▶

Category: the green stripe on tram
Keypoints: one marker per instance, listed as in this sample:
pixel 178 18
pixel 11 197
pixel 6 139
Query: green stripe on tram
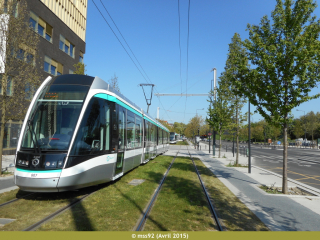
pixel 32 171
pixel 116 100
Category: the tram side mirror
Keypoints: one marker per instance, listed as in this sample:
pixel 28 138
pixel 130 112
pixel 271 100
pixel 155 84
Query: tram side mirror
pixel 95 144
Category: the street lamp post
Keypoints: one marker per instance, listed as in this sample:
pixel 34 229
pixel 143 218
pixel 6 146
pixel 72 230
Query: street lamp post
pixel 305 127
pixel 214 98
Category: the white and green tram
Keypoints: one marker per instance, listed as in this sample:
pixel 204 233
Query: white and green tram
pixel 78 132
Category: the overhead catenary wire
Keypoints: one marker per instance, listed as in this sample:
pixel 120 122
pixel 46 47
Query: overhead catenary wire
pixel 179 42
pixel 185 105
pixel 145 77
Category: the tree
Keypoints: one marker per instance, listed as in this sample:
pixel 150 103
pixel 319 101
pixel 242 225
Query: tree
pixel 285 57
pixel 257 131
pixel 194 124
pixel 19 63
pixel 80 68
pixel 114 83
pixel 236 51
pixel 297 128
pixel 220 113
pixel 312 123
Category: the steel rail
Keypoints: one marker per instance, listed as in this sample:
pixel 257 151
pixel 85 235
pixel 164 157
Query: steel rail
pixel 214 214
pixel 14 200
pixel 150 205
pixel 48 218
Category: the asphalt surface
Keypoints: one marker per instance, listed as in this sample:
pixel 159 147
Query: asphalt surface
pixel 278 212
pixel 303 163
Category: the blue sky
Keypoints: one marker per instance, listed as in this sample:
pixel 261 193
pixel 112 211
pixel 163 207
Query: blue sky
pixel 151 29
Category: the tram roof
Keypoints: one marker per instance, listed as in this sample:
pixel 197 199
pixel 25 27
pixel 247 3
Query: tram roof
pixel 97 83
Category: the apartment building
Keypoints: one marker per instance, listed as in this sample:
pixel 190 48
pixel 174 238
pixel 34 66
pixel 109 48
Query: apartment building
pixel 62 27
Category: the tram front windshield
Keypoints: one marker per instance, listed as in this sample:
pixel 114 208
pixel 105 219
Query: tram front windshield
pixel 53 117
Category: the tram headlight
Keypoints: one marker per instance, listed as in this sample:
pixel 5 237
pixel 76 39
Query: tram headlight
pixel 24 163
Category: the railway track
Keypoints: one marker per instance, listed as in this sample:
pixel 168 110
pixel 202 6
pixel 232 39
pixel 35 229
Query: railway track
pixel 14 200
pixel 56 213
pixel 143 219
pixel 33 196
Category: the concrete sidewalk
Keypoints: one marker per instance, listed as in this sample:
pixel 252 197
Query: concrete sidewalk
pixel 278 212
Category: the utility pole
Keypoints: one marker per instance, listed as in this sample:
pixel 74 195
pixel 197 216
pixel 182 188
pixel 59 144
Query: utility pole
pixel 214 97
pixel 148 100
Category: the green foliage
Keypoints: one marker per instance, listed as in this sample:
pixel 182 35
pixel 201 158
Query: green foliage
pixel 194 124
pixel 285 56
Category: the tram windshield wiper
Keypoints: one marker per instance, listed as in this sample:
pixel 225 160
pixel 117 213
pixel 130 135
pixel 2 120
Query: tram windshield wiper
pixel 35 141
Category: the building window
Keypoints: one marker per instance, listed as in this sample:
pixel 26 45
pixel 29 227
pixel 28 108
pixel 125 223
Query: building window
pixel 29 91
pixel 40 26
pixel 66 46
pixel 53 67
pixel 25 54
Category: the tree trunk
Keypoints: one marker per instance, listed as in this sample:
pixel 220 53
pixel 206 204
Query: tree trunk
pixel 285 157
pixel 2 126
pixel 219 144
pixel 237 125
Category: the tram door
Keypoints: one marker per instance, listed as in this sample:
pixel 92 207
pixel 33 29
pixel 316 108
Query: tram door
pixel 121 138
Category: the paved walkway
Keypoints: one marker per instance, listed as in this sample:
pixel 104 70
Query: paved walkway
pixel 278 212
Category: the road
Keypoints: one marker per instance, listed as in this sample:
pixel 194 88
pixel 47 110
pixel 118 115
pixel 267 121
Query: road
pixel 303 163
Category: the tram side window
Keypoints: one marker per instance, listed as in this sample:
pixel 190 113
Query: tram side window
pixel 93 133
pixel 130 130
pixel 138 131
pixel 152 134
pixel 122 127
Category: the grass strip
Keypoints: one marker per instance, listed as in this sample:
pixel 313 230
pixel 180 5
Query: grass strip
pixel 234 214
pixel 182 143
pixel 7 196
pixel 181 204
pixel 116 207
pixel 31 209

◀

▶ _Aim of the task_
Copy all of the data above word for word, line by line. Leave out the pictures.

▶ _Solution_
Category: the green stripe on tram
Keypoints: one marker per instance, listed as in this sample:
pixel 178 18
pixel 11 197
pixel 6 139
Query: green stripe on tram
pixel 32 171
pixel 116 100
Category: the tram side mirror
Keypoints: one marker per instance, listed as in this sample:
pixel 28 138
pixel 130 112
pixel 271 100
pixel 155 84
Query: tram side mirror
pixel 95 144
Category: the street lamp post
Keypoints: one marker per instance, listed as in this sample:
pixel 34 229
pixel 143 218
pixel 6 146
pixel 72 230
Query: street lamp post
pixel 305 127
pixel 214 98
Category: the white and green tram
Keypoints: one marker per instance, listed as in this sample:
pixel 204 233
Query: white and green tram
pixel 78 132
Category: the overhead catenary wire
Keypoints: one marker per instance, listed as in this sample:
pixel 120 122
pixel 46 47
Query: overhead catenary wire
pixel 179 42
pixel 185 105
pixel 145 77
Category: the tree
Keypoints: one marker per instance, listed as in this sample:
pixel 150 103
pixel 319 101
pixel 242 225
Query: tree
pixel 285 57
pixel 257 131
pixel 194 124
pixel 19 63
pixel 80 68
pixel 114 83
pixel 236 51
pixel 297 128
pixel 220 113
pixel 312 123
Category: the steel rail
Keypoints: one marker per instance, listed as in this sample:
pixel 257 151
pixel 85 235
pixel 164 157
Query: steel rail
pixel 214 214
pixel 14 200
pixel 150 205
pixel 48 218
Category: the asphalt surface
Keypoints: one marker per instance, listed as in this sample:
pixel 159 147
Query: asphalt surface
pixel 278 212
pixel 303 163
Category: the blue sky
Keypoints: one marker per instance, listed as in this sample:
pixel 261 193
pixel 112 211
pixel 163 207
Query: blue sky
pixel 151 29
Category: the tram roof
Keypoints: one marker per instance, listed as in this sample:
pixel 197 199
pixel 25 27
pixel 247 3
Query: tram roof
pixel 97 83
Category: the apartment building
Keypoints: one marker per instance, listed as in this sample:
pixel 190 48
pixel 174 238
pixel 34 66
pixel 109 48
Query: apartment building
pixel 62 27
Category: the tram front windshield
Keypoints: one marker per instance, listed as in this sample:
pixel 114 208
pixel 105 219
Query: tram front windshield
pixel 53 117
Category: the tram headlight
Keypoints: one marker per instance, listed as in this sample:
pixel 5 237
pixel 76 39
Query: tram headlight
pixel 24 163
Category: the railway track
Keypoints: one marker per instance, listed as in this sample:
pixel 168 110
pixel 202 6
pixel 232 39
pixel 35 229
Query: railway track
pixel 14 200
pixel 56 213
pixel 143 219
pixel 33 196
Category: the concrete sidewalk
Keypoints: one marker per instance, listed as in this sample:
pixel 252 197
Query: concrete sidewalk
pixel 278 212
Category: the utility pole
Keypoints: one marker per instance, listed as in this sample:
pixel 74 195
pixel 197 216
pixel 182 188
pixel 59 144
Query: utility pole
pixel 214 97
pixel 148 100
Category: the green foliage
Keypoints: one marker per instance, listed as in this sample:
pixel 182 35
pixel 201 158
Query: green foliage
pixel 194 124
pixel 285 56
Category: the tram windshield wiper
Keypoints: one marker per instance, listed as in this sample:
pixel 225 160
pixel 117 213
pixel 130 135
pixel 2 120
Query: tram windshield wiper
pixel 35 141
Category: the building window
Keypoints: one marker per instance, listed as in this sample:
pixel 26 45
pixel 29 227
pixel 28 108
pixel 125 223
Query: building window
pixel 29 91
pixel 40 26
pixel 66 46
pixel 53 67
pixel 25 54
Category: the tree trunk
Keypoints: one marker per instance, listed as in this sample:
pixel 220 53
pixel 206 204
Query: tree trunk
pixel 285 157
pixel 2 126
pixel 219 144
pixel 237 125
Category: the tram door
Keypoints: one marker per instance, listed as in this sample:
pixel 92 207
pixel 33 29
pixel 316 108
Query: tram door
pixel 121 138
Category: the paved walkway
Keypoints: one marker per instance, listed as in this sample:
pixel 104 70
Query: paved walkway
pixel 278 212
Category: the road
Keypoints: one marker per instance, listed as in this sample:
pixel 194 88
pixel 47 110
pixel 118 115
pixel 267 121
Query: road
pixel 303 163
Category: the tram side window
Keypoints: one marker per instance, listed as in this sample:
pixel 190 113
Query: tram side window
pixel 93 133
pixel 130 130
pixel 138 131
pixel 152 134
pixel 122 127
Category: the grass strip
Keypoints: one marker per instance, listed as in this sample:
pixel 313 230
pixel 180 5
Query: grass strip
pixel 234 214
pixel 182 143
pixel 7 196
pixel 181 204
pixel 116 207
pixel 31 209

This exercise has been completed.